Data to examine section start

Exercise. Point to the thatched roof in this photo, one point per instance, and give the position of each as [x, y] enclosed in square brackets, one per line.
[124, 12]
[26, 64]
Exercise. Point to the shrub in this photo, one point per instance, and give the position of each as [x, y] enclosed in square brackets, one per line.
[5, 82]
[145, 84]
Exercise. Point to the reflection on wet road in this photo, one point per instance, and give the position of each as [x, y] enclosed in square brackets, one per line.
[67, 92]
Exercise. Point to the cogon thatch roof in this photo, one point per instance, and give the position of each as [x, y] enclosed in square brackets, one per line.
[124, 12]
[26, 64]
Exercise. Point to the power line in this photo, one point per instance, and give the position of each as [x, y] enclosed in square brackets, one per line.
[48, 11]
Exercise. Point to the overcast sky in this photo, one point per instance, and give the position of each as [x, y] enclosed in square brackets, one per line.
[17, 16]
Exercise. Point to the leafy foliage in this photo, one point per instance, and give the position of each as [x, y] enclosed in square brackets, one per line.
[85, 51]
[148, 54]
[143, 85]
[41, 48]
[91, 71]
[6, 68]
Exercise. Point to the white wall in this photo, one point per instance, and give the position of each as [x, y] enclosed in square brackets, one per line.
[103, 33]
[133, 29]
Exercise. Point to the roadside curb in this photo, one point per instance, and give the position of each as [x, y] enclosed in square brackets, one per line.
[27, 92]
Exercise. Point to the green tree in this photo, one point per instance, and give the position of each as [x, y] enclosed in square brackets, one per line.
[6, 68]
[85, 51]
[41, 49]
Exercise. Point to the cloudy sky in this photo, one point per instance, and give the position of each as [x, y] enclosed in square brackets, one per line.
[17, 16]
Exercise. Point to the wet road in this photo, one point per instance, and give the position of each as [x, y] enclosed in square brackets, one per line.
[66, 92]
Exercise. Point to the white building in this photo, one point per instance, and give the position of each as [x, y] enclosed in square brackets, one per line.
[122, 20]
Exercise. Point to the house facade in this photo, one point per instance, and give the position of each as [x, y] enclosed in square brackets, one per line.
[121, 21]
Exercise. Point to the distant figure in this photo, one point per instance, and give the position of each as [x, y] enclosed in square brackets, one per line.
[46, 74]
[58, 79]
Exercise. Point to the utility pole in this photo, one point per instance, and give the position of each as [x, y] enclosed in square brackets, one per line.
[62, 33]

Data to examine section end

- **Work to be completed**
Transcribe the entries exactly.

- **Answer to the problem**
Exercise. Point to the thatched roof in this photo, one point per instance, and give the position of each as [x, y] enclosed in square brackets, one per line.
[124, 12]
[26, 64]
Exercise. Point to the shrub in this photo, one point per instance, and give the position of each as [x, y] enclosed in square brackets, one per line.
[5, 82]
[145, 84]
Exercise. Point to the reflection on wet road in this photo, one point per instance, and give the position of each as [x, y] enclosed in square brackets, one per line.
[67, 92]
Exercise. Point to the cogon thatch roof in this photo, one point per instance, and give the position of each as [x, y] enclosed in square brackets, one per line.
[124, 12]
[26, 64]
Exercise. Point to the power line in this photo, one point per instance, and give the position of each as [x, y] enclosed in square brackets, one per line.
[48, 11]
Exercise. Point to the overcast sky in this photo, one point per instance, and give the position of each as [x, y] enclosed in square brackets, one per line.
[17, 16]
Exercise. Point to the leafy foliage in this photo, one point per instance, and give the position of each as [x, y] enclosed in square brackets, one per line.
[85, 51]
[148, 54]
[143, 85]
[41, 48]
[91, 71]
[6, 68]
Exercise. Point to the white wall in this photo, one point per instance, and give the position of each as [x, y] enclosed in square brackets, one per line.
[103, 33]
[133, 29]
Exercise. Point to the roadside curb in this photo, one point per instance, and give the position of each as [x, y] enclosed in square brackets, one per line.
[27, 92]
Exercise. Point to the green tree in this photo, one point per instance, and give the position of each as [x, y] enclosed in square brackets, one per line.
[6, 68]
[85, 51]
[41, 49]
Exercise. Point to the cloudy sky in this photo, one point per instance, and give the position of each as [x, y] enclosed in square brackets, one per line.
[17, 16]
Exercise. Point to the wet road in this photo, one point per instance, and give the position of each as [x, y] enclosed in square brackets, one per line.
[66, 92]
Exercise. Point to the white building in this photo, one point per instance, and give the position of each as [x, y] enclosed in square brackets, one per line.
[122, 20]
Exercise. Point to the house facade in this photo, one point per instance, and give the position of each as [x, y] enclosed in square brackets, one per line.
[121, 21]
Exercise. Point to the distant figure in this photo, one point per instance, and give the position of each as [x, y] enclosed in square brackets, one per line.
[46, 74]
[58, 79]
Exercise. Point to the utility pole in this photo, one point per instance, and give the position of each as [x, y] enclosed in square brackets, one per line.
[62, 33]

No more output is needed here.